--- Begin MATERIAL FOR THIS TASK ---

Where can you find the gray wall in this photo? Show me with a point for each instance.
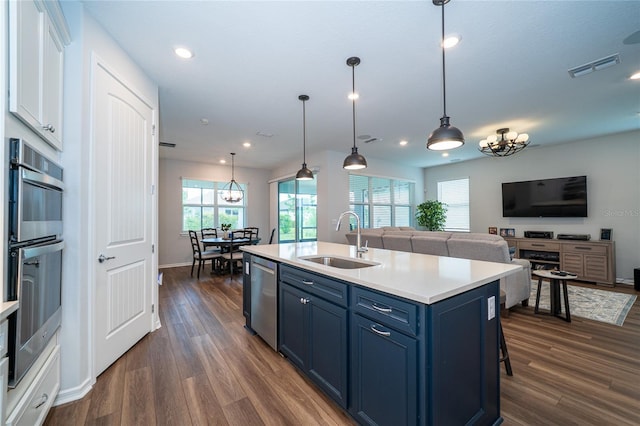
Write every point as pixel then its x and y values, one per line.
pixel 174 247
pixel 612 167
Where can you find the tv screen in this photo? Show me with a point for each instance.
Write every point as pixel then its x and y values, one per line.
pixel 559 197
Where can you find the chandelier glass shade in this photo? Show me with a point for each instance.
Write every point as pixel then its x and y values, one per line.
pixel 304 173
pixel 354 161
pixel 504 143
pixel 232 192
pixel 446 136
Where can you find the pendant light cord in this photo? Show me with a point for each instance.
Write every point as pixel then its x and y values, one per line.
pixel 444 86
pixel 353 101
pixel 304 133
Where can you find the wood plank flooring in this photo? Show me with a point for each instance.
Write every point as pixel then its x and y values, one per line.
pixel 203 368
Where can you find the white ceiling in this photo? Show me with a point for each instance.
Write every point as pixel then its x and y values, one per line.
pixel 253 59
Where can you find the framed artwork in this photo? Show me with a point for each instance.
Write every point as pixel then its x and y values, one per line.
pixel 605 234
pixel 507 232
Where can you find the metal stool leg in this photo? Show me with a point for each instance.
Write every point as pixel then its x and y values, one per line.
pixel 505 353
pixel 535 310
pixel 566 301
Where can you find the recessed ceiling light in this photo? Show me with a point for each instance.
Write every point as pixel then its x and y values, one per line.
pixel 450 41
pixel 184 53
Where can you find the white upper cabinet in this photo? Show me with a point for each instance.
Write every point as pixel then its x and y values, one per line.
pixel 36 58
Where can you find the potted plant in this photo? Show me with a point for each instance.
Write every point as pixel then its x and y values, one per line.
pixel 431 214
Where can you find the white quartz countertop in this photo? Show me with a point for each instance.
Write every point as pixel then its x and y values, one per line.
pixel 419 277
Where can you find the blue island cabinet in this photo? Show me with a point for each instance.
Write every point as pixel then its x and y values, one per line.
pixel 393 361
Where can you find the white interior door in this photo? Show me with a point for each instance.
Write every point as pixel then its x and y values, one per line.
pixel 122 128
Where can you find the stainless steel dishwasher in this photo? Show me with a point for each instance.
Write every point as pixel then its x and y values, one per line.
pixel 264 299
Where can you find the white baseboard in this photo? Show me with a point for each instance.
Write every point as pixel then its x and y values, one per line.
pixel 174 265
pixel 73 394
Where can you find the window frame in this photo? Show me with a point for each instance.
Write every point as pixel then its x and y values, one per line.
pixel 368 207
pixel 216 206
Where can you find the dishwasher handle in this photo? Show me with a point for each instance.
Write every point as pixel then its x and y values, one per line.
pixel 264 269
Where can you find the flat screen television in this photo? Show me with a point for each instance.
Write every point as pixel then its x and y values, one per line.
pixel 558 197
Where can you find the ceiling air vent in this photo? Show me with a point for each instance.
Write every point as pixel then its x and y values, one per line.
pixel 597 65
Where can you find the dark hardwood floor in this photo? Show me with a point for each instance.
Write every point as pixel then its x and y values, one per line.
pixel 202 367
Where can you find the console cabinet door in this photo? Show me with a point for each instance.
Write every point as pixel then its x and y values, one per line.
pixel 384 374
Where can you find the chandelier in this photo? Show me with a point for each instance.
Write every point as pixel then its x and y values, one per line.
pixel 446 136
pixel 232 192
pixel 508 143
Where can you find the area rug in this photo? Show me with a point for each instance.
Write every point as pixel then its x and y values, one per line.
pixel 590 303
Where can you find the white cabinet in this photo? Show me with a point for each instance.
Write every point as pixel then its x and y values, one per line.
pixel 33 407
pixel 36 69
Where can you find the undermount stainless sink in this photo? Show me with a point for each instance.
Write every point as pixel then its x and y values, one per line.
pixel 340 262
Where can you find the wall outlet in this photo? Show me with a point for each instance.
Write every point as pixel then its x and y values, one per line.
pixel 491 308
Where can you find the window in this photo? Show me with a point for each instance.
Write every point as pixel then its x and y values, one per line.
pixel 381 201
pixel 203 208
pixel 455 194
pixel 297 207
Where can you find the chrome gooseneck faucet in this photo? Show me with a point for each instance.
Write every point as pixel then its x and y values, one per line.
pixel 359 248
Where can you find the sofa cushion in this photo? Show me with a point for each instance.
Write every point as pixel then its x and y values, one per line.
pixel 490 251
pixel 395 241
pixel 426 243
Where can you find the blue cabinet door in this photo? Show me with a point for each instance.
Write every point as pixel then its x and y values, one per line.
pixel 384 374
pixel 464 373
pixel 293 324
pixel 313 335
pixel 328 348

--- End MATERIAL FOR THIS TASK ---

■ **EXERCISE DIRECTIONS**
Copy out every line of the records above word for word, leaving out the pictures.

■ **OUTPUT OF THE EXERCISE**
Where can you find the gray wall in this photo? Show me with a point for each instance.
Write every point as pixel then its x and y values, one per line.
pixel 174 247
pixel 612 167
Where can you find the tv screen in this photo? Show me with a point for each instance.
Write every point as pixel then its x and y values, one per line.
pixel 559 197
Where can you find the chandelier glass shade in this photo? Show me with a point for each instance.
Write every point as pixel then its x and y values, one per line.
pixel 304 173
pixel 354 161
pixel 504 143
pixel 232 192
pixel 446 136
Where can you find the pendant light cord in this photo? Show me with a point for each instance.
Write every point as pixel then its x and y values, one per line.
pixel 444 86
pixel 353 101
pixel 304 133
Where can you find the wood plank flooring in this photo? Show me with a point for each instance.
Write every point as pixel then its x and y values, one per line.
pixel 203 368
Where can you find the white ceiling in this photo? Show me with a point for each instance.
Write every point as pixel then its x and y values, one per line.
pixel 253 59
Where can you find the framed artwork in this photo? Show me with a point for each instance.
Write every point as pixel then its x and y values, one per line.
pixel 605 234
pixel 507 232
Where can you find the metal stool leg in this photo? Show me with a point for each instance.
Write every point as pixel then its x and y values, one per line.
pixel 505 353
pixel 535 310
pixel 566 301
Where can you find the recessed ceiling light in this photo? Show me with a point for each instance.
Write every point as pixel then its x and y values, one per line.
pixel 450 41
pixel 184 53
Where can you find the white upper cabinet in this photo? Show me with a point for each instance.
Write every point as pixel then its x and y values, one per line.
pixel 36 58
Where can you find the potted plant in this photo? Show me with a point for each instance.
Write every point as pixel then its x and y values, one per line.
pixel 431 214
Where can you find the white quartz countertop in this photo? Show me with a point for each instance.
Write every point as pixel then its x and y values, one per line.
pixel 419 277
Where can you find the blue island cabinet in this photo? Show me with a point for each instance.
Write every point as pixel then its x and y values, one per line.
pixel 393 361
Where can you find the white interior door in this photo? Show me with a point for each instance.
Write every point as pixel then its x and y values, one per line.
pixel 122 128
Where can you find the stainless steel dishwasher in this photo? Show me with a point for each instance.
Write every point as pixel then its x and y values, one per line.
pixel 264 299
Where can you find the white baseboard in this photo? Show me with a point for each instance.
Write every point as pixel then its x and y values, one per line.
pixel 174 265
pixel 73 394
Where can you find the window frame in this photo? Show me with a point for each instance.
Write every point as pixel then its x and y values, one per line.
pixel 368 207
pixel 216 206
Where can you find the dishwasher handle in this photo? Show me with a point for each instance.
Write every point as pixel then its x and y values, one per line.
pixel 264 269
Where can you find the flat screen television in this photo? Show me with a point for each instance.
Write every point as pixel then its x and y values, one per line.
pixel 558 197
Where can you find the ceiling air vent in this photo? Show me with a point for each instance.
Write every point as pixel then its x and y values, one per line.
pixel 597 65
Where can you find the dark hardwood floor in this photo? Show me with a point for each instance.
Write every point as pixel then its x and y values, one per line.
pixel 202 367
Where can you find the console cabinet door in this photo? Show me with a point for each instance.
Write every point as pixel then its x and y values, one per line.
pixel 384 374
Where can you find the chandelier in this photo? Show me with a point for each instance.
Write every point as pixel then its x and y values, one per line.
pixel 446 136
pixel 232 192
pixel 508 143
Where can you find the area rug in this photo? Show me with a point for each instance.
Write every point as pixel then its x and y values, one per line.
pixel 590 303
Where can you find the white cabinet in this photo? Show me with a point for each instance.
Write every point as pixel then its x and y values, one per line.
pixel 33 407
pixel 36 69
Where can you find the undermount stainless sink in this photo? Show me with a point for each instance.
Write every point as pixel then its x and y values, one per line.
pixel 340 262
Where can you find the wall outlet in this photo? Show me with a point for each instance.
Write every point as pixel then its x and y values, one per line.
pixel 491 308
Where can you find the window in this photo? Show me with a point for each instance.
Write every point as pixel then its x and y values, one per line.
pixel 381 201
pixel 203 208
pixel 455 194
pixel 297 207
Where can you find the chrome gooseneck faucet in this photo? Show me with a point for each instance.
Write every point as pixel then its x and y values, one per line.
pixel 359 248
Where can you find the sofa cushion in this photo? Show me with a point for each instance.
Write every point as pixel then its x and y values, one per line.
pixel 490 251
pixel 395 241
pixel 426 243
Where can you find the blue cabinet door in this photo? Show me with a point for each instance.
Write every point as pixel then its x and y values, one per line.
pixel 384 374
pixel 464 373
pixel 293 324
pixel 313 335
pixel 328 348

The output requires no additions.